**CHALLENGE:** Change "thin tree trunk" to "slender tree trunk" throughout the material below, keeping every other word the same. Leave the pictures out of your answer.

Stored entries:
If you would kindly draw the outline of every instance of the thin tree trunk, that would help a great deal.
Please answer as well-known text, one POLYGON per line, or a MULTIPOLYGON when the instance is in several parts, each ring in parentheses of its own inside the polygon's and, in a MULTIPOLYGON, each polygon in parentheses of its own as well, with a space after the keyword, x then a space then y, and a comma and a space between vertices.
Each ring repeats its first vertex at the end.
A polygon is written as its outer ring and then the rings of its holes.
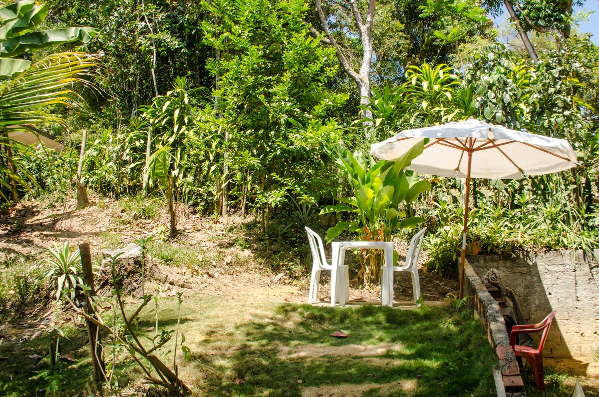
MULTIPOLYGON (((88 315, 96 318, 92 306, 92 302, 96 295, 93 285, 93 271, 92 268, 92 254, 89 244, 83 243, 79 245, 79 254, 81 255, 81 267, 83 269, 83 281, 85 285, 90 288, 86 294, 85 312, 88 315)), ((87 339, 92 352, 92 367, 93 368, 93 377, 96 384, 99 386, 101 382, 105 380, 106 367, 102 357, 102 338, 98 332, 98 325, 89 320, 86 321, 87 328, 87 339)))
MULTIPOLYGON (((150 30, 150 34, 154 35, 154 31, 152 30, 152 25, 150 25, 150 21, 148 20, 147 16, 146 16, 146 6, 144 4, 143 0, 141 0, 141 11, 144 13, 144 19, 146 20, 146 25, 147 25, 148 29, 150 30)), ((152 82, 154 83, 154 92, 156 92, 156 96, 158 96, 158 85, 156 83, 156 43, 154 42, 154 39, 152 39, 152 82)))
POLYGON ((85 208, 89 205, 89 199, 87 198, 87 190, 82 182, 83 172, 83 158, 85 157, 85 145, 87 141, 87 130, 83 130, 83 136, 81 139, 81 152, 79 153, 79 164, 77 168, 77 208, 85 208))
POLYGON ((10 173, 8 175, 8 183, 10 184, 11 193, 13 194, 13 200, 15 201, 19 201, 19 193, 17 192, 17 182, 15 181, 13 175, 14 172, 14 164, 13 164, 13 151, 8 146, 4 146, 4 151, 6 152, 6 165, 8 168, 10 173))
POLYGON ((506 8, 507 8, 507 12, 510 14, 510 17, 512 19, 512 21, 516 25, 516 27, 518 29, 518 35, 520 36, 520 38, 522 40, 522 43, 524 44, 524 47, 526 47, 526 50, 527 52, 528 53, 528 56, 530 56, 533 62, 535 64, 538 64, 539 57, 537 56, 537 53, 534 50, 534 48, 533 47, 533 44, 531 44, 530 40, 528 39, 528 35, 527 35, 526 32, 524 31, 524 28, 522 27, 522 25, 520 22, 520 19, 518 18, 518 16, 516 14, 516 11, 514 11, 514 8, 512 7, 512 3, 510 2, 509 0, 503 0, 503 4, 505 5, 506 8))
POLYGON ((171 216, 170 235, 177 234, 177 216, 175 213, 174 196, 175 188, 173 183, 173 178, 168 179, 168 213, 171 216))
MULTIPOLYGON (((351 7, 356 26, 362 42, 362 56, 361 62, 359 72, 356 72, 352 67, 349 61, 341 51, 341 46, 335 40, 329 28, 328 20, 322 10, 322 0, 316 0, 316 10, 322 24, 322 28, 326 34, 329 41, 335 47, 335 53, 339 63, 350 77, 358 85, 358 93, 360 95, 360 104, 368 106, 370 104, 370 72, 373 58, 372 27, 374 20, 374 8, 376 0, 368 0, 368 10, 367 11, 366 21, 362 22, 362 16, 358 7, 358 0, 352 0, 351 7)), ((365 119, 372 119, 372 112, 368 108, 360 112, 360 116, 365 119)), ((367 136, 370 135, 369 131, 373 127, 372 121, 365 121, 363 124, 367 131, 367 136)))
MULTIPOLYGON (((149 124, 148 125, 148 138, 146 142, 146 168, 148 167, 148 163, 150 163, 150 157, 152 155, 152 126, 149 124)), ((144 191, 144 196, 147 197, 148 195, 148 185, 150 184, 150 175, 149 173, 144 173, 144 181, 143 186, 142 188, 144 191)))
POLYGON ((241 216, 246 216, 246 197, 247 194, 247 186, 244 184, 243 193, 241 194, 241 216))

**EXERCISE OUTPUT:**
If you would kindly draw the outline of every instance of the slender tree trunk, that would help a great deal.
Please answer as well-known text, one POLYGON per line, or a MULTIPOLYGON when the instance is in several parts, each ring in parentheses of its own inside the polygon's and, in a MULTIPOLYGON, each polygon in parentheses of its own as well, with a space after the keyword, x then a space then y, and a comma and a space between vertices.
Each ring repeats its first vertex at the end.
A polygon is written as its outer ring and then the rings of its holes.
MULTIPOLYGON (((88 315, 96 318, 92 306, 92 302, 96 295, 93 285, 93 271, 92 268, 92 254, 89 244, 83 243, 79 245, 79 254, 81 255, 81 267, 83 269, 83 281, 85 285, 90 288, 86 294, 85 312, 88 315)), ((87 339, 92 352, 92 367, 93 368, 93 377, 96 384, 99 386, 101 382, 105 380, 106 367, 102 357, 102 338, 98 332, 98 325, 89 320, 86 321, 87 328, 87 339)))
MULTIPOLYGON (((150 30, 150 34, 154 35, 154 31, 152 30, 152 25, 150 25, 150 21, 148 20, 147 16, 146 16, 146 6, 144 4, 143 0, 141 0, 141 11, 144 13, 144 19, 146 20, 146 25, 147 25, 148 29, 150 30)), ((152 82, 154 83, 154 92, 156 92, 156 96, 158 96, 158 85, 156 83, 156 43, 154 42, 154 39, 152 39, 152 82)))
POLYGON ((85 208, 89 205, 89 199, 87 198, 87 190, 82 182, 83 172, 83 158, 85 157, 85 145, 87 141, 87 130, 83 130, 83 136, 81 139, 81 152, 79 153, 79 164, 77 168, 77 208, 85 208))
POLYGON ((10 173, 8 175, 8 183, 10 184, 11 193, 13 194, 13 200, 15 201, 19 201, 19 193, 17 192, 17 182, 15 181, 13 175, 14 172, 14 164, 13 164, 13 151, 8 146, 4 146, 4 151, 6 152, 6 165, 8 168, 10 173))
POLYGON ((506 8, 507 8, 507 12, 510 14, 510 17, 512 19, 512 21, 516 25, 516 27, 518 29, 518 35, 520 36, 520 38, 522 40, 522 43, 524 44, 524 47, 526 47, 526 50, 527 52, 528 53, 528 56, 530 56, 533 62, 535 64, 538 64, 539 57, 537 56, 537 53, 534 50, 534 48, 533 47, 533 44, 531 44, 530 40, 528 39, 528 35, 527 35, 526 32, 524 31, 524 28, 522 27, 522 25, 520 22, 520 19, 518 18, 518 16, 516 14, 516 11, 514 11, 514 8, 512 7, 512 3, 510 2, 509 0, 503 0, 503 4, 505 5, 506 8))
POLYGON ((171 216, 170 235, 177 234, 177 216, 175 213, 174 196, 175 188, 173 183, 173 178, 168 179, 168 213, 171 216))
MULTIPOLYGON (((351 7, 356 26, 362 42, 362 56, 361 62, 359 72, 356 72, 352 67, 349 61, 341 51, 341 46, 335 40, 329 28, 328 20, 322 10, 322 0, 316 0, 316 10, 322 24, 322 28, 326 34, 329 41, 335 47, 335 53, 339 63, 350 77, 358 85, 358 93, 360 95, 360 104, 368 106, 370 104, 370 72, 373 58, 372 27, 374 20, 374 8, 376 0, 368 0, 368 10, 367 11, 366 21, 362 22, 362 16, 358 7, 358 0, 352 0, 351 7)), ((365 119, 372 119, 372 112, 368 108, 360 112, 360 116, 365 119)), ((367 136, 370 135, 369 131, 373 127, 372 121, 365 121, 363 124, 367 131, 367 136)))
MULTIPOLYGON (((149 124, 148 125, 148 138, 146 142, 146 168, 148 167, 148 163, 150 163, 150 157, 152 155, 152 126, 149 124)), ((144 191, 144 196, 147 197, 148 195, 148 185, 150 184, 150 175, 149 173, 144 173, 144 181, 143 186, 142 188, 144 191)))
POLYGON ((241 216, 246 216, 246 197, 247 194, 247 186, 244 184, 243 193, 241 194, 241 216))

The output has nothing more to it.